■ YOUR INSTRUCTIONS: Copy the following material word for word, changing nothing.

____ RECORDS FOR PROCESSING

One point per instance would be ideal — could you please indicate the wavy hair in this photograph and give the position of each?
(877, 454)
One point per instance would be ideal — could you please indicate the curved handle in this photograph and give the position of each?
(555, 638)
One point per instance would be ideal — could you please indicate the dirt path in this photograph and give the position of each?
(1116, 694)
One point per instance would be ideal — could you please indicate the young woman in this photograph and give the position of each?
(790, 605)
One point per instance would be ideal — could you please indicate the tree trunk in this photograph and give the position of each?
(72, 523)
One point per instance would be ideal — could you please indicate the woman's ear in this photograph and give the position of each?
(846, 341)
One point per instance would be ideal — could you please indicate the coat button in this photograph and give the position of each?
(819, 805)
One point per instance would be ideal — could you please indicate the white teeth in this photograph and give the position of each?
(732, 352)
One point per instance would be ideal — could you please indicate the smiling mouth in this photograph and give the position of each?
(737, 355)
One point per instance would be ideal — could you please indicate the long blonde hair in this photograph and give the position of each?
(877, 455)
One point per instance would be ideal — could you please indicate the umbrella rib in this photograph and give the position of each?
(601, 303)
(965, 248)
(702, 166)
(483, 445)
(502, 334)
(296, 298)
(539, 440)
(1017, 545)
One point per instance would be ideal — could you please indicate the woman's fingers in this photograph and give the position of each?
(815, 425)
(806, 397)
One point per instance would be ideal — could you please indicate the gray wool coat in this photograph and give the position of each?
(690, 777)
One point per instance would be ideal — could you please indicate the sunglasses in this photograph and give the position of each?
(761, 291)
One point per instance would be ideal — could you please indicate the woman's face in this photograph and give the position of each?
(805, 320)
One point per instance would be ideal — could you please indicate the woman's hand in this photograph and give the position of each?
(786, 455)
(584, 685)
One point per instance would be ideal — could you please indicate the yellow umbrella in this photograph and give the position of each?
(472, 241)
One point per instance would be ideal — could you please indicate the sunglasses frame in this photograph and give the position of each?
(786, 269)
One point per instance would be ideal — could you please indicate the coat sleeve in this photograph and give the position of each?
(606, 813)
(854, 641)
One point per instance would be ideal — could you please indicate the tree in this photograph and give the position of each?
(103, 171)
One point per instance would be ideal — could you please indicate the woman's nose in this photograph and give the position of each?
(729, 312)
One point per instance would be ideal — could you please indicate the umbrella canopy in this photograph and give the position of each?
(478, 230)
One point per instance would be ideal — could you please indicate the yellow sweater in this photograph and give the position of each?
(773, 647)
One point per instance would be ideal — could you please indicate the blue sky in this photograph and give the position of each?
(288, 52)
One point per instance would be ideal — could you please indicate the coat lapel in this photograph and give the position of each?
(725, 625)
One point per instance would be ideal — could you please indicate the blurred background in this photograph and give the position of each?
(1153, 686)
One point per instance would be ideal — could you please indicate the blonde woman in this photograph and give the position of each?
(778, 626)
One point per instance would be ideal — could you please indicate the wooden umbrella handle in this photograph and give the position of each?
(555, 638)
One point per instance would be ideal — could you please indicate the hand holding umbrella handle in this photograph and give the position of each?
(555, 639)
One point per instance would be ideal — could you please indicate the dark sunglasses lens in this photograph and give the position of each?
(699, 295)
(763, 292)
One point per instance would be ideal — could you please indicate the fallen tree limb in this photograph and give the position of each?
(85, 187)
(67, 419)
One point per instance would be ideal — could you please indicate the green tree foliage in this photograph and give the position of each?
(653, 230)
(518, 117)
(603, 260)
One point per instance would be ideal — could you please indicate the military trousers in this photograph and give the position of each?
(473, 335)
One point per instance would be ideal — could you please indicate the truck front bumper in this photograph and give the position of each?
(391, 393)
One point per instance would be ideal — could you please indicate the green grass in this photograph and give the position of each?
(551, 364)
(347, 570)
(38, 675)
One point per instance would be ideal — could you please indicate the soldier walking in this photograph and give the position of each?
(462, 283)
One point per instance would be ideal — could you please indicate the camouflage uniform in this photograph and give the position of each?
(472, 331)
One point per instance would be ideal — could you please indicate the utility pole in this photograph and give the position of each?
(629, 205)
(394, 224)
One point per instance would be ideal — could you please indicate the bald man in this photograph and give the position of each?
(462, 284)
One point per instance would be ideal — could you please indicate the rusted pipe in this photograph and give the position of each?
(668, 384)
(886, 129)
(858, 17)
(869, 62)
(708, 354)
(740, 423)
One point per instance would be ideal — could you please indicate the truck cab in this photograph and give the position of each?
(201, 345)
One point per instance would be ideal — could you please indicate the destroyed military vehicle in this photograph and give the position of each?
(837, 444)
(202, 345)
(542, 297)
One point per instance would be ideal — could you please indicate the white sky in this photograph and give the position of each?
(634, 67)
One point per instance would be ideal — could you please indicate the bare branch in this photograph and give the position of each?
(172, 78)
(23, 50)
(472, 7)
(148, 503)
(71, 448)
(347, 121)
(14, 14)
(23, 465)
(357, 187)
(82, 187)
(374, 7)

________

■ FULL RESPONSE:
One point per instance would be ideal — could you please indicate the wavy hair in this photograph and give the position of each?
(877, 454)
One point per instance would be ideal — could you please indicate the curved handle in this photograph and give the position of each?
(555, 638)
One point per instance would be ideal — could you please indicate the dirt path in this photograph and give the position of each?
(1116, 694)
One point per instance would be ideal — could you please indicate the young woman in this photograph and give the position of each?
(790, 605)
One point per instance would be ideal — could you please indicate the tree trunk in this photograph and give the position of each?
(72, 523)
One point per instance would be ideal — could you please indicate the woman's ear in this photograph and give the position of each?
(846, 341)
One point per instance would be ideal — could you please indicate the coat button in this photograph and give the position of each?
(819, 805)
One point per instance would be ideal — could you please indicate the white teeth in this photograph and give the position of each?
(732, 352)
One point per instance would be ideal — could you please indicate the smiling mouth in this photograph and give the position of each?
(737, 355)
One point per instance would be ideal — could you please indicate the long blonde hair in this photograph and give the position of each?
(877, 455)
One point per instance would be ideal — could you please indicate the umbrella rib in this photograph and give the position of each?
(601, 303)
(965, 248)
(702, 166)
(483, 445)
(502, 334)
(296, 298)
(539, 440)
(1017, 545)
One point per instance would be ideal — could you please indicate the woman's fingers in this photograph and give the position of each?
(815, 425)
(806, 397)
One point per instance would be ideal — could you please indicate the gray wool coat in this photograph and give the position of each?
(690, 777)
One point per instance would be ideal — could you please indicate the sunglasses in this photograph and give the position of each?
(761, 291)
One point per instance would be ideal — could you please indicate the woman's face in this photograph and give the position of each?
(805, 320)
One point per instance would be ideal — could you please indicate the woman's hand in this photograph and give the position of each?
(786, 455)
(584, 685)
One point per instance would be ideal — could you please indicate the yellow umbrella in this photograph and give the position of each?
(472, 241)
One point per instance would be ideal — could you please indicate the sunglasses frame in this photograph and give the position of each?
(786, 269)
One point per instance would be ideal — could you please indicate the coat sleeve in this photograph and give the position of each?
(606, 813)
(854, 641)
One point per instance would be ideal — could you please indicate the tree in this photograph and give the position of each?
(103, 171)
One point per instance would be ideal — could you please indicate the woman's nose in this photograph and give the position of each?
(729, 312)
One point per instance would be ideal — could you please indicate the umbrella canopy in this photograph and give the position of each?
(478, 230)
One point per instance would be ideal — could you please indicate the yellow sweater in this photograph and give the position of each?
(773, 647)
One point per instance would be ideal — could you please indicate the blue sky in this photograph and give the position of each?
(288, 52)
One point per instance would be ideal — could you please indicate the coat lapel in this photograph and give the position of each?
(725, 625)
One point per instance would be ideal — could you please indicate the blurred background in this photograph and give the position of each?
(1153, 686)
One point per instance would be ideal — could you please indicate the blonde woman in this photograph and give the position of each?
(778, 626)
One point per instance would be ideal — could you please indicate the wooden umbrella handle in this photograph and give the position of each?
(555, 638)
One point per instance would be ideal — could you please indicate the hand holding umbrella handle in this photograph and give the position of each?
(555, 639)
One point per instance would be ideal — could you please indicate the dark sunglasses lens in this photograph and give the position of each?
(699, 295)
(763, 292)
One point per instance would be ideal — could you please indicate the fallen tree limb in this photograph and give the position of each?
(85, 187)
(67, 419)
One point per instance would be ideal — could you please indicate the green tree foliage in this photograph and give the position of each?
(653, 230)
(518, 117)
(603, 260)
One point per instance would be ideal — could you please indicate the military trousers in this photograph and give the position of each?
(473, 335)
One point per instance would be ideal — could you please indicate the truck front bumper in this photograph and give the position of each?
(391, 393)
One point per instance would be ideal — could you please indicate the green grass in this photograph and give the position of each?
(551, 364)
(347, 570)
(38, 675)
One point per instance would be ideal — could you please indicate the soldier walking in this photograph and give the position of each?
(462, 283)
One point per instance would be ideal — could you please indicate the camouflage uniform in this photograph and give the position of each?
(472, 331)
One point per instance would be ideal — could you please indicate the utility pole in this photograph and give the position of each?
(629, 205)
(394, 224)
One point per instance would be ideal — could you please indicate the bald man in this photograph and give the position of each?
(462, 284)
One point per instance would be ideal — could you please indicate the rusted pipe in this photograph and give the position of each?
(668, 384)
(886, 129)
(858, 17)
(869, 62)
(708, 354)
(740, 423)
One point per instance would be ideal — could you please indicate the truck cab in this photograph and give the position of each?
(201, 345)
One point per instance would be ideal — could you please indicate the destroyed military vehicle in this photograph and give the position of each?
(837, 444)
(202, 345)
(542, 297)
One point per instance would be ideal — could you please indicate the white sky in this photograph and give the position of each?
(634, 67)
One point per instance would be ideal — could you please indicate the bare branch in this photograph and give the position of each?
(172, 78)
(23, 50)
(472, 7)
(148, 503)
(71, 448)
(347, 121)
(14, 14)
(23, 465)
(357, 187)
(82, 187)
(374, 7)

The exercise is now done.